What is being asked: Return each line of the items below that contains the string "query".

— START Recorded data —

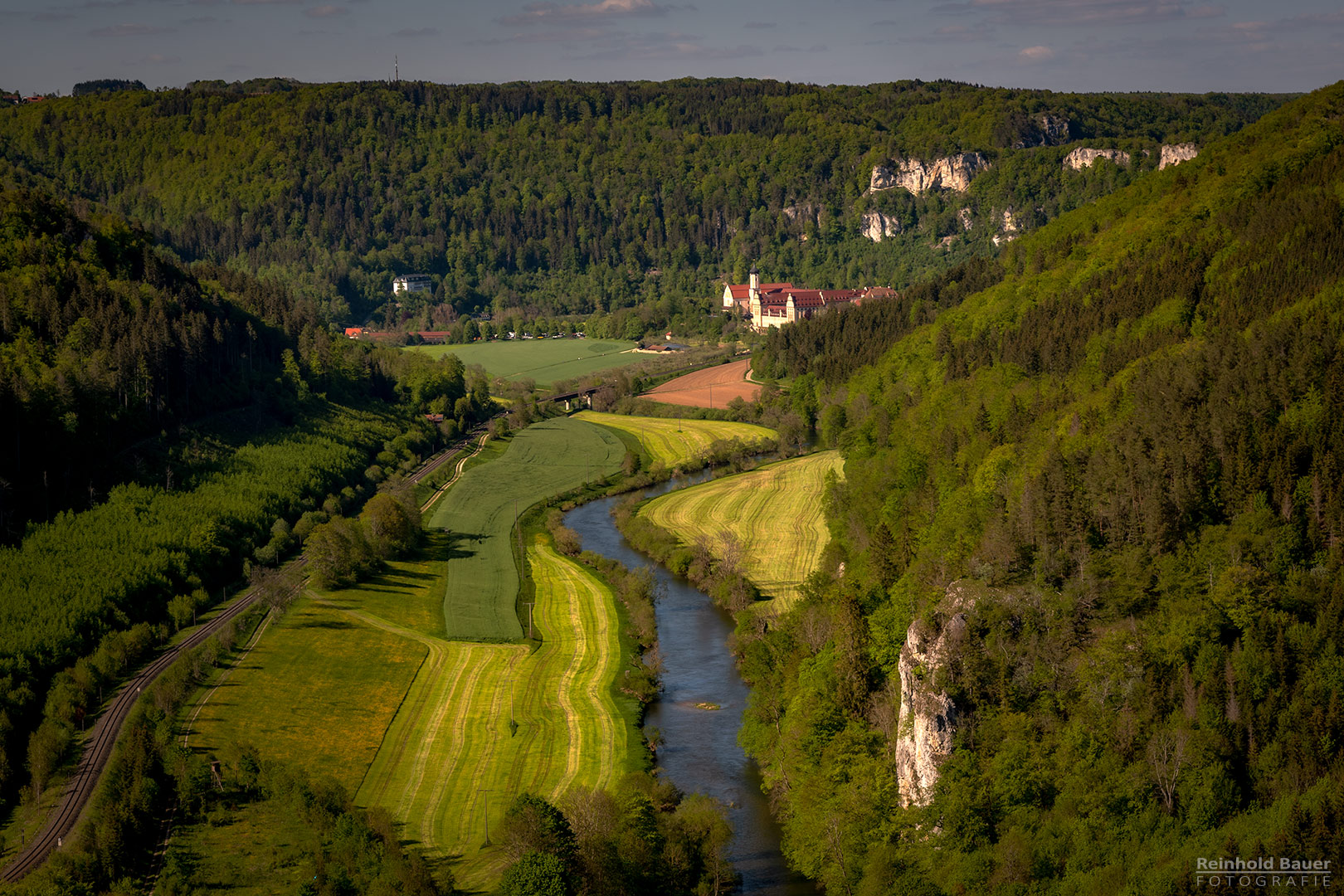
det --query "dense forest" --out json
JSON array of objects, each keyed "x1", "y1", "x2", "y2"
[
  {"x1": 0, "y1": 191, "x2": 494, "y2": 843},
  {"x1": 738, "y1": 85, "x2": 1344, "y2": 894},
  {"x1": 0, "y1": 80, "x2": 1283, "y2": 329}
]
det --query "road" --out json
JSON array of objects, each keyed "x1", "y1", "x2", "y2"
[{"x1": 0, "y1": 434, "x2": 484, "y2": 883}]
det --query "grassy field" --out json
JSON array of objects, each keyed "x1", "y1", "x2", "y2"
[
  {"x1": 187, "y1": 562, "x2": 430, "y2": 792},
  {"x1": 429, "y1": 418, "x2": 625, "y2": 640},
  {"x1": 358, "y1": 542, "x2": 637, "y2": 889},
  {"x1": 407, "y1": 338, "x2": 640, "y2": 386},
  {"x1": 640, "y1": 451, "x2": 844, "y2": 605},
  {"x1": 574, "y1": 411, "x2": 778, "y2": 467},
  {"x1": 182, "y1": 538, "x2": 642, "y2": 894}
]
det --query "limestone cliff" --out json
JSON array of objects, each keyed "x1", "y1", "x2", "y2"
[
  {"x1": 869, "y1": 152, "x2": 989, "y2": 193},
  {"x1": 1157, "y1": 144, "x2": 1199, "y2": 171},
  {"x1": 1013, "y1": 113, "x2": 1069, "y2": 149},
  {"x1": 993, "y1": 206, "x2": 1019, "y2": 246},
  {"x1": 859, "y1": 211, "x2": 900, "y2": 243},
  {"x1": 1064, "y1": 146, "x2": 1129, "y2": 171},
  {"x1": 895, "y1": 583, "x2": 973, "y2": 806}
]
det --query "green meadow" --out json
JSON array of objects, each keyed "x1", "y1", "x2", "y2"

— END Recorded data —

Problem solution:
det --query "dense forest" --out json
det --query "road" --out json
det --query "grassy field" --out json
det --query "limestone cliff" --out json
det --query "green meadow" --out json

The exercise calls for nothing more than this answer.